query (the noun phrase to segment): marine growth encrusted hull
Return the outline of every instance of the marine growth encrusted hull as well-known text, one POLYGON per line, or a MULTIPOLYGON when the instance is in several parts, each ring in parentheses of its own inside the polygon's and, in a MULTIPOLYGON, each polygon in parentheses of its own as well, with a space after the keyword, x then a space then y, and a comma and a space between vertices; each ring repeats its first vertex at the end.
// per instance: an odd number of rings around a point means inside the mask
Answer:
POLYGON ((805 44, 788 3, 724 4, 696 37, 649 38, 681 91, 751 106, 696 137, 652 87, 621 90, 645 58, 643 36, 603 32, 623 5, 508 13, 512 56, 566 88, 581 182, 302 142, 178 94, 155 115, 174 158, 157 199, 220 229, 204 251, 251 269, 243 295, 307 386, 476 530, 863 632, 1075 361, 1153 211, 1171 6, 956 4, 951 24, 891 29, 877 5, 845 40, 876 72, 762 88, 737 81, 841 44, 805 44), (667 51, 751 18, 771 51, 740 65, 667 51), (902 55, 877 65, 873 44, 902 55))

----------------------------------------

**Task description**: Copy every record exactly, with nothing added or dropped.

**Written response**:
query (the noun phrase to segment): marine growth encrusted hull
Return the outline of every instance of the marine growth encrusted hull as well-known text, one POLYGON per line, or a MULTIPOLYGON when the instance is in several parts, each ring in parentheses of its own inside the polygon's and, in a MULTIPOLYGON, each polygon in parentheses of its own as well, with a space after the keyword, x then a space then y, and a comma and a space between vertices; each ring repeats its first vertex at the end.
// per instance: an odd number of rings around a point means inside the mask
Answer:
POLYGON ((805 44, 788 3, 724 4, 696 37, 649 38, 681 91, 751 106, 696 137, 652 87, 621 90, 645 58, 643 36, 603 32, 623 5, 508 13, 512 56, 566 88, 581 182, 302 142, 178 94, 155 115, 174 158, 157 199, 220 229, 204 251, 251 269, 243 295, 307 386, 476 530, 863 632, 1075 361, 1153 211, 1171 6, 956 4, 951 24, 891 29, 877 5, 845 40, 876 72, 762 88, 737 81, 841 44, 805 44), (667 51, 751 18, 771 51, 740 65, 667 51), (902 55, 877 65, 873 44, 902 55))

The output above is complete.